WHAT THE TASK REQUIRES
Lines before the one containing "[locate] decorative throw" are excluded. Repeat that line and every line after it, exactly.

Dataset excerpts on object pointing
------------------------------------
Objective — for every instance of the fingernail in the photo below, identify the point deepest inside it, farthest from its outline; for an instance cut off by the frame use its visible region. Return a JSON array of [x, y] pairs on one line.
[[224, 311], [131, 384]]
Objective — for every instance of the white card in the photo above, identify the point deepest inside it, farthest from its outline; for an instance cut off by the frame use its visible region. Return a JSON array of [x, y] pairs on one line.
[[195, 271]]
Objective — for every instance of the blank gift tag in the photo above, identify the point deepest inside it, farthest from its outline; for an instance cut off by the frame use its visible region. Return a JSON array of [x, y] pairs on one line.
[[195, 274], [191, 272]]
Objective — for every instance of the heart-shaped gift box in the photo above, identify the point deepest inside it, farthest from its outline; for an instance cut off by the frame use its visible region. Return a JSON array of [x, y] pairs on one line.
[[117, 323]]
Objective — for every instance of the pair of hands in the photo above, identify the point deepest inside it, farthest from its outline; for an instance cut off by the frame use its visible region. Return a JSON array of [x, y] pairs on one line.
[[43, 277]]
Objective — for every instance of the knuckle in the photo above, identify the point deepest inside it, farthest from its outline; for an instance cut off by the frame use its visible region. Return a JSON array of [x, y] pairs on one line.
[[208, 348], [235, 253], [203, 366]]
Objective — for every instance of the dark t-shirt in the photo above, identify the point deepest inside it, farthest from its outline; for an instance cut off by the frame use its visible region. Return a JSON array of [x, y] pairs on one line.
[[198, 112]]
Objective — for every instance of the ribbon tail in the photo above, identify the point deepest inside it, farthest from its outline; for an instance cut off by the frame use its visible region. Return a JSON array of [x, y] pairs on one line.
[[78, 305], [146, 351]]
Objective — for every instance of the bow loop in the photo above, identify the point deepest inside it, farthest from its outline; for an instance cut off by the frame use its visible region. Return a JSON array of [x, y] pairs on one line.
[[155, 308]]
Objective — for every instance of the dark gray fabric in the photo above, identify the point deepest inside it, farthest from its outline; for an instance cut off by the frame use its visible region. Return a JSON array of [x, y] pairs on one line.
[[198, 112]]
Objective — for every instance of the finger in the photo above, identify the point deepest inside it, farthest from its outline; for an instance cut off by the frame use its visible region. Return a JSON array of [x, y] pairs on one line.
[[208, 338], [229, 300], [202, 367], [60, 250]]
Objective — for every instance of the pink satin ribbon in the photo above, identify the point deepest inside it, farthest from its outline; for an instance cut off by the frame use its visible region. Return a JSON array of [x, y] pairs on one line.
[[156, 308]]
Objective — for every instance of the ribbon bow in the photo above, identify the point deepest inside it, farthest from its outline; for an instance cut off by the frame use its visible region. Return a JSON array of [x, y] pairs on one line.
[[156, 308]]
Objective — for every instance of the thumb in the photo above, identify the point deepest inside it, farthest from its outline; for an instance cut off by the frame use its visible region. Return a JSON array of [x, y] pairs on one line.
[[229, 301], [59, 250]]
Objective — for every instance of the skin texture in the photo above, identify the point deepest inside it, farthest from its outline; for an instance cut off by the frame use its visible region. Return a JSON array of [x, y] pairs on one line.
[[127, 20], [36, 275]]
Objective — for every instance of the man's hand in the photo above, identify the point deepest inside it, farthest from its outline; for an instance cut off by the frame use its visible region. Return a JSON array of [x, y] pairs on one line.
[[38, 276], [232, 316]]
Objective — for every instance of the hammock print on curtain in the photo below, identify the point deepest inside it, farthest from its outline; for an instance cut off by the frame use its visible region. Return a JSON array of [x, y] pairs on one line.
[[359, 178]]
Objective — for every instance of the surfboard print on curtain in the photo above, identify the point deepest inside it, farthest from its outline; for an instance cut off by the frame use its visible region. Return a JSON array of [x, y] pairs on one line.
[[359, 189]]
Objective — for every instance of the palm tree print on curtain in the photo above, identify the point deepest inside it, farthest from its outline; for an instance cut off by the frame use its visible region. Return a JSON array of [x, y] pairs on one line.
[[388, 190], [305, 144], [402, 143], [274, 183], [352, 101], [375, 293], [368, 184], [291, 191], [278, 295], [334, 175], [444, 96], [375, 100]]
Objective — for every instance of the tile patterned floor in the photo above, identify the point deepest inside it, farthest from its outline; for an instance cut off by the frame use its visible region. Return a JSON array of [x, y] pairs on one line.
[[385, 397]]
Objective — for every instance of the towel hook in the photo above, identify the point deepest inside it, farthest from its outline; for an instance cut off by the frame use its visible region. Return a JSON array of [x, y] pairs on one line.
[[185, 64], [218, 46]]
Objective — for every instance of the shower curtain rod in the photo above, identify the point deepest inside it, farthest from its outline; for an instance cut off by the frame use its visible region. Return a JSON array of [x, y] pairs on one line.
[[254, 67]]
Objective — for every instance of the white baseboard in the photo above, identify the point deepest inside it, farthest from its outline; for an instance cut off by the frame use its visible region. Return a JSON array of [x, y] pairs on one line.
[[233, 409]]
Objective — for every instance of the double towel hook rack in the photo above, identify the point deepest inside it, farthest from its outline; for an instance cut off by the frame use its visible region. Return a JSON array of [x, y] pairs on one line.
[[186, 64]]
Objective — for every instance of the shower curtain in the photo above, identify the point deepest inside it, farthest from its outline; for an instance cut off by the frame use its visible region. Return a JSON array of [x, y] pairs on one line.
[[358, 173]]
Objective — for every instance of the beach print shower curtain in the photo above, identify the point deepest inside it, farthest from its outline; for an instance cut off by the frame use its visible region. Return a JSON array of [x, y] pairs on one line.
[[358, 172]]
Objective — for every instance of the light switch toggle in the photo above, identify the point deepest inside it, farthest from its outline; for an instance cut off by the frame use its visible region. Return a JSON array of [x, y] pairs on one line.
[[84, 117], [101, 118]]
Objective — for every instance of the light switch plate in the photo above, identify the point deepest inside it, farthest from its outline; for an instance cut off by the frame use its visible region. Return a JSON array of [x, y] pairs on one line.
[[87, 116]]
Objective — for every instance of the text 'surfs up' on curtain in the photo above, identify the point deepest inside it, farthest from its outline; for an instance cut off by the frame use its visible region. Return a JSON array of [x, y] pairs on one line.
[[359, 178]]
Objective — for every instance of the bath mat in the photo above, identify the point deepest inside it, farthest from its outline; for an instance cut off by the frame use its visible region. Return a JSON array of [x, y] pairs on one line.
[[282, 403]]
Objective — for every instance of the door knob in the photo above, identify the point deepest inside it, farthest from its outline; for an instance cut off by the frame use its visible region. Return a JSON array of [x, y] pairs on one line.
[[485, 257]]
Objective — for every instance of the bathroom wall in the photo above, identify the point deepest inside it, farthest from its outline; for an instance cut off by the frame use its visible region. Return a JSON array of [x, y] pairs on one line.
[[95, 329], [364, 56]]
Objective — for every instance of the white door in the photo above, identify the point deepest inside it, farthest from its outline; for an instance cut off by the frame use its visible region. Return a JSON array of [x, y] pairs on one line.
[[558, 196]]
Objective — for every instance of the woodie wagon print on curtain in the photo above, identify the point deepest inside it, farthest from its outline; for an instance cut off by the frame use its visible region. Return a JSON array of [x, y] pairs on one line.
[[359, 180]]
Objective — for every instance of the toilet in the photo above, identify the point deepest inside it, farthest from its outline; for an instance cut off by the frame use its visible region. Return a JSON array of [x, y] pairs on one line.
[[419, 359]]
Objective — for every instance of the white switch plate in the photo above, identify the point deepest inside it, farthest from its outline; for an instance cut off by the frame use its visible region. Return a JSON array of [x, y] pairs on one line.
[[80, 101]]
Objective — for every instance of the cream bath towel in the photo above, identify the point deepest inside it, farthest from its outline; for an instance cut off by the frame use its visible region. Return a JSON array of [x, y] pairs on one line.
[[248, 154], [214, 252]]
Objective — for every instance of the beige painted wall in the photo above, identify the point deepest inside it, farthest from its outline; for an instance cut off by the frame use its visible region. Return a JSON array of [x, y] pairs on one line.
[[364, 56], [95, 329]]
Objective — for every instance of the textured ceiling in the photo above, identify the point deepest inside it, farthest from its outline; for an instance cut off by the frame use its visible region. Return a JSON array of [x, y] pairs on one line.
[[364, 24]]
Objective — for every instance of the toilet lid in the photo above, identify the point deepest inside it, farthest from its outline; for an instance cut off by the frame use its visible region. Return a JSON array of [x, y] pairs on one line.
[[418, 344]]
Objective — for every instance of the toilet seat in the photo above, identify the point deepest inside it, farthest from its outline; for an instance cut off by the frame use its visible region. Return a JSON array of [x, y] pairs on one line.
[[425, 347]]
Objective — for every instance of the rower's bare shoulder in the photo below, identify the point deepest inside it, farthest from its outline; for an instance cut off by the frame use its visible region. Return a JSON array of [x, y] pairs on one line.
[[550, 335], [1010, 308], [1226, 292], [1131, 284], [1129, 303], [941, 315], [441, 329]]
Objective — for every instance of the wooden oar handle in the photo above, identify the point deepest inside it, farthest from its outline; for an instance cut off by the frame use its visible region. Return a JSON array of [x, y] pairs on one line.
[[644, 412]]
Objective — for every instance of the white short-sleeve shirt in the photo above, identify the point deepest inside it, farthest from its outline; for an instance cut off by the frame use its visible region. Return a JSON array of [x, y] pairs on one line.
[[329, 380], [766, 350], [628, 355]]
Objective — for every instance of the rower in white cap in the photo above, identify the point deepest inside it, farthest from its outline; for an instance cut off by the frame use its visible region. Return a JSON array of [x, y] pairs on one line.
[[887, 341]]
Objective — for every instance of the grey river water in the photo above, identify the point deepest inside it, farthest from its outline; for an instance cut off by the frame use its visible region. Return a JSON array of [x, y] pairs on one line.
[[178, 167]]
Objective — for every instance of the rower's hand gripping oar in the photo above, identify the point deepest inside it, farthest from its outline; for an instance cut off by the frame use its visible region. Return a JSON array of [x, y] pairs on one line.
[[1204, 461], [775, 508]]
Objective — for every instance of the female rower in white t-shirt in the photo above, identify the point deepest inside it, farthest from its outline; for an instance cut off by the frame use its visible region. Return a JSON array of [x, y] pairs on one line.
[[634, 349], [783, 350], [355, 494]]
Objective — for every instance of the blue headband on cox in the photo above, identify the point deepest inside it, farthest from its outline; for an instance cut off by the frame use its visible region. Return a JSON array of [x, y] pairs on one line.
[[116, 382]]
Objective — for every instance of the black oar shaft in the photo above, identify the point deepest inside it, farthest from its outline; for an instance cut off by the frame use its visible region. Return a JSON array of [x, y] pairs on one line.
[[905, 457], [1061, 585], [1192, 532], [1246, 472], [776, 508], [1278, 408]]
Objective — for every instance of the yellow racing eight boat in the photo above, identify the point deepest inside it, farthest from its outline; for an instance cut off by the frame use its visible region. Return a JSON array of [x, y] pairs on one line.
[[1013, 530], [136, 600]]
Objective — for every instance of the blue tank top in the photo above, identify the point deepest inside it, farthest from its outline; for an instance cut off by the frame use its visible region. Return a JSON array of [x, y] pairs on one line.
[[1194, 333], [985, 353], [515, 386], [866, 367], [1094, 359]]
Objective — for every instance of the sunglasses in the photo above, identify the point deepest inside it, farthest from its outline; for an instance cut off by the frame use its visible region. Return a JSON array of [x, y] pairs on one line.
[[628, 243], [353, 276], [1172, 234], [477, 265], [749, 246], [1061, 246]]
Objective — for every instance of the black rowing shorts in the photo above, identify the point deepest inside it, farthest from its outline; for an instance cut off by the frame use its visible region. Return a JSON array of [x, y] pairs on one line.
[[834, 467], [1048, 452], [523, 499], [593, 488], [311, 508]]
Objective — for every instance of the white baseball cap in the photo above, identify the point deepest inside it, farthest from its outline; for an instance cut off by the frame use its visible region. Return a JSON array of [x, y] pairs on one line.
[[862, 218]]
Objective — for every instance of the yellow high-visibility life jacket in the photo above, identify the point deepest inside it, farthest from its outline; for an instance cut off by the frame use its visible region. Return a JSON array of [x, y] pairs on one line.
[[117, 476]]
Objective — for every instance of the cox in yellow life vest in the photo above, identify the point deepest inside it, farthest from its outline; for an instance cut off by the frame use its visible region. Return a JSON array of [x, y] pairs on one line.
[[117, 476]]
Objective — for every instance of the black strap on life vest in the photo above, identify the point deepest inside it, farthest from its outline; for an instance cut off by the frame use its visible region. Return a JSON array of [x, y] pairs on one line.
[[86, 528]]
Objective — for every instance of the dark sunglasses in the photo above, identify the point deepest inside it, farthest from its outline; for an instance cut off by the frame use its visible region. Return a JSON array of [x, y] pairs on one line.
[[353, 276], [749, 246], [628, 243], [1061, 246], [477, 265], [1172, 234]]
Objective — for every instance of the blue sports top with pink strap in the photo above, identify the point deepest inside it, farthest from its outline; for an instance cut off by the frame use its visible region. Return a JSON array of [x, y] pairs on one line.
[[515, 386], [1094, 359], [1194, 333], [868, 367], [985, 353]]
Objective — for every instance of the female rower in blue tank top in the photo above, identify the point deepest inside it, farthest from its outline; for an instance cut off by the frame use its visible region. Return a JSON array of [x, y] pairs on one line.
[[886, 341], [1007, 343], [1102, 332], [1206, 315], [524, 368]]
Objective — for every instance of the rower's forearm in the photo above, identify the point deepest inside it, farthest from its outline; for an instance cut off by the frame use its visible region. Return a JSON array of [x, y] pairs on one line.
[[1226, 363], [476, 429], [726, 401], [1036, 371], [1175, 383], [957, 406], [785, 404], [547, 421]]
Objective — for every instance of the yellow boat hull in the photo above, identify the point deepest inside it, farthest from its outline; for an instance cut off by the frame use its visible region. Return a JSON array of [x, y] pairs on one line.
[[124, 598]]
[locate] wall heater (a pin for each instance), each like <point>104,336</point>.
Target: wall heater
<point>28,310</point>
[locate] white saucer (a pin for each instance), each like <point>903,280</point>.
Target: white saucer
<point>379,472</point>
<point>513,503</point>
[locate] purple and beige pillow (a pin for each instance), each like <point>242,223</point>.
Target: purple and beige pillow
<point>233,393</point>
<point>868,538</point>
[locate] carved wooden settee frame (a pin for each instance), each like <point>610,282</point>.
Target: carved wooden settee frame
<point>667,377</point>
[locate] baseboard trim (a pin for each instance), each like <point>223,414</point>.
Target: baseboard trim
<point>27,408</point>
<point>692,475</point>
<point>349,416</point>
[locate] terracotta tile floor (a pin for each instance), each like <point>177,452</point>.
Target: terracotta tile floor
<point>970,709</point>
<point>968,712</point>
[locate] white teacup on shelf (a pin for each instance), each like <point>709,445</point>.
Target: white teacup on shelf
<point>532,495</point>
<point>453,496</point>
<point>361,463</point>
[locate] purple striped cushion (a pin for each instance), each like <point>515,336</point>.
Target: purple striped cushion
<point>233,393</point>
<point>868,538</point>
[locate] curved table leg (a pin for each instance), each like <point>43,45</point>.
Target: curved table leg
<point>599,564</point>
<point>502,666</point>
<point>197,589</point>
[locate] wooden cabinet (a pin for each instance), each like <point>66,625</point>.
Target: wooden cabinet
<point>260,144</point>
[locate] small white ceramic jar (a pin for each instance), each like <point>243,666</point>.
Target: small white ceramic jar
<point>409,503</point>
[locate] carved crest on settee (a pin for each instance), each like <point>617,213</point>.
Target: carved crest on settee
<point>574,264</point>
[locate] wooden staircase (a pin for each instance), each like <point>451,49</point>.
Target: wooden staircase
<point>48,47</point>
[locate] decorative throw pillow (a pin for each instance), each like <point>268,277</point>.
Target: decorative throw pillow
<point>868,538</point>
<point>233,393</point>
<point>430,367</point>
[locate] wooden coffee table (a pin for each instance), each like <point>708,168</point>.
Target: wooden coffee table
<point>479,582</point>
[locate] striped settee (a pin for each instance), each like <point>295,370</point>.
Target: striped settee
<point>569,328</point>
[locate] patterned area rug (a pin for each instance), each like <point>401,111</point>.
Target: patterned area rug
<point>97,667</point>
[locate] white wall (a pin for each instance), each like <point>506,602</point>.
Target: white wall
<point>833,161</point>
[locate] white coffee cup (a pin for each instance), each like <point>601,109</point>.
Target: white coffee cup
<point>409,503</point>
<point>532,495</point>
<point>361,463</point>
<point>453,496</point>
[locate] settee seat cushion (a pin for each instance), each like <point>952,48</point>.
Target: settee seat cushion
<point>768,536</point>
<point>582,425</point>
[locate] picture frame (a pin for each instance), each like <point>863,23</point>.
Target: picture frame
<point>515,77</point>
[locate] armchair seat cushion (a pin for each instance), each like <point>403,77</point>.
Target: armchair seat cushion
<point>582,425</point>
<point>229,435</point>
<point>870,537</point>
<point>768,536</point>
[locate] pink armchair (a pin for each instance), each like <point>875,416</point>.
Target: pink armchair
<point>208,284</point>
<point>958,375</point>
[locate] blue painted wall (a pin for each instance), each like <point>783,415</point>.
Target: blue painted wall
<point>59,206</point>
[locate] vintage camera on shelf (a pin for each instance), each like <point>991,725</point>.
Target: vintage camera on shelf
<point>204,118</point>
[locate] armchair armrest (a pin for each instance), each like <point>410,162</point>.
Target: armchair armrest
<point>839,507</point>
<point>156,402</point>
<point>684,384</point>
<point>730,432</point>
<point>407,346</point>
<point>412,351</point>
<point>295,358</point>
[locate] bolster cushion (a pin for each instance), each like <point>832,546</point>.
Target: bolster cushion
------------------------------------
THE SOLUTION
[locate] decorative throw pillow (a pin for each instance), each like <point>268,277</point>.
Target: decorative throw pillow
<point>868,538</point>
<point>233,393</point>
<point>430,367</point>
[locate] wooden coffee table (a pin for each instance), each like <point>708,168</point>.
Target: wooden coffee table
<point>479,582</point>
[locate] striped settee (a pin for each instance), each like <point>295,370</point>.
Target: striped settee
<point>569,328</point>
[locate] patterned area rug (a pin for each instance), each like <point>401,111</point>.
Target: patterned area rug
<point>97,667</point>
[locate] white wall (a pin for each instance), each like <point>506,602</point>.
Target: white wall
<point>833,161</point>
[locate] white coffee cup (a pin for each instance), each like <point>601,109</point>.
Target: white coffee cup
<point>409,503</point>
<point>532,495</point>
<point>361,463</point>
<point>453,496</point>
[locate] settee seat cushion (a pin for each instance), each like <point>952,48</point>.
Target: settee seat cushion
<point>768,536</point>
<point>582,425</point>
[locate] picture frame (a pin for each instance), each like <point>863,23</point>.
Target: picture frame
<point>515,77</point>
[locate] armchair seat cushion (a pin for each instance), each like <point>403,77</point>.
Target: armchair seat cushion
<point>582,425</point>
<point>229,435</point>
<point>870,537</point>
<point>768,536</point>
[locate] pink armchair (a pin for each instance), each like <point>875,416</point>.
Target: pink armchair
<point>208,284</point>
<point>958,375</point>
[locate] blue painted wall (a pin for each instance), each like <point>783,415</point>.
Target: blue painted wall
<point>59,206</point>
[locate] vintage camera on shelf (a pin for each instance), each like <point>991,725</point>.
Target: vintage camera on shelf
<point>204,118</point>
[locate] armchair armrest (a pin for each instance), each like <point>410,162</point>.
Target: armchair armrest
<point>839,507</point>
<point>156,402</point>
<point>684,384</point>
<point>730,432</point>
<point>407,346</point>
<point>412,351</point>
<point>295,358</point>
[locate] bolster cushion (a pin for each instance), each like <point>832,546</point>.
Target: bolster cushion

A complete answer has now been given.